----- Data records -----

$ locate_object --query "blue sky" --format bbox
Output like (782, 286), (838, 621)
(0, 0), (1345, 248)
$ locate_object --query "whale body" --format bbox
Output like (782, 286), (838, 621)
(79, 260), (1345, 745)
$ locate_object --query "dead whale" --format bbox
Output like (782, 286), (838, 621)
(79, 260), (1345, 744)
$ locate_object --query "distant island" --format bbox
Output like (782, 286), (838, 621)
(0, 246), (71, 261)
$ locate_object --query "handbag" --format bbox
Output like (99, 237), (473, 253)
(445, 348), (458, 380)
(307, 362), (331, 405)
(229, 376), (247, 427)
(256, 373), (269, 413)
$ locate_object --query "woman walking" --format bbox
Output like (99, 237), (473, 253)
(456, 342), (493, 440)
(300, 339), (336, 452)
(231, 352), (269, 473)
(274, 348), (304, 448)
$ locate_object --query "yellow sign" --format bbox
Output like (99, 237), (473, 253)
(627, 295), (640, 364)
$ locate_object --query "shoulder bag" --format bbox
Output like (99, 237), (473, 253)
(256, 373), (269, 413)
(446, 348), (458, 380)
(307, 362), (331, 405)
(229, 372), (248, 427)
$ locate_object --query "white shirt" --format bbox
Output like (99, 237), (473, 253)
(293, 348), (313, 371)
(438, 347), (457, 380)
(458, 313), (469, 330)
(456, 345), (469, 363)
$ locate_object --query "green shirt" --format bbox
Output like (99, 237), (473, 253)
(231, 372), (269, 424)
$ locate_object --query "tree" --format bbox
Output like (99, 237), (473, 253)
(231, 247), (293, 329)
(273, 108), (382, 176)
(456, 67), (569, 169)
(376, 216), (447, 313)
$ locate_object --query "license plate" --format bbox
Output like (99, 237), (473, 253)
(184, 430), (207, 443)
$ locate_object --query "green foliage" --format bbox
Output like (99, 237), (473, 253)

-----

# What to work on
Reproduce every one of the records above verbatim.

# Response to this task
$ locate_object --query "blue sky" --format bbox
Output like (782, 286), (838, 621)
(0, 0), (1345, 248)
$ locate_object --query "whale body" --format bbox
Output like (782, 286), (838, 621)
(79, 260), (1345, 745)
$ locate_object --query "dead whale" --format bbox
Output like (782, 286), (838, 621)
(79, 260), (1345, 744)
$ locate_object --query "distant island" --format bbox
Output like (782, 286), (838, 621)
(0, 246), (71, 261)
$ locate_object --query "handbag" --format bbox
Output like (99, 237), (473, 253)
(445, 348), (458, 380)
(307, 362), (331, 405)
(229, 376), (247, 427)
(256, 373), (269, 413)
$ locate_object --query "woman walking" --format bbox
Output like (99, 237), (473, 253)
(456, 342), (493, 440)
(300, 339), (336, 452)
(231, 352), (269, 473)
(274, 348), (304, 448)
$ locate_object --query "yellow sign" --format bbox
Output like (99, 237), (473, 253)
(627, 295), (640, 364)
$ locate_object --query "shoulder bag" --format bbox
Output like (99, 237), (473, 253)
(256, 373), (269, 413)
(446, 348), (458, 380)
(307, 362), (331, 405)
(229, 372), (248, 427)
$ locate_object --query "white shirt" --format bbox
Output like (99, 237), (473, 253)
(293, 348), (313, 371)
(438, 347), (457, 380)
(458, 313), (469, 330)
(456, 345), (469, 363)
$ locate_object --query "green shirt" --format bbox
Output like (99, 237), (473, 253)
(231, 372), (269, 424)
$ locate_object --query "tree" --format bbox
Output like (99, 237), (473, 253)
(231, 247), (293, 329)
(273, 108), (382, 176)
(456, 67), (569, 169)
(376, 216), (447, 313)
$ locate_object --query "license plate" --format bbox
Output like (99, 237), (473, 253)
(184, 430), (207, 443)
$ locate_object --query "green foliage" --format bbox
Output like (99, 237), (473, 253)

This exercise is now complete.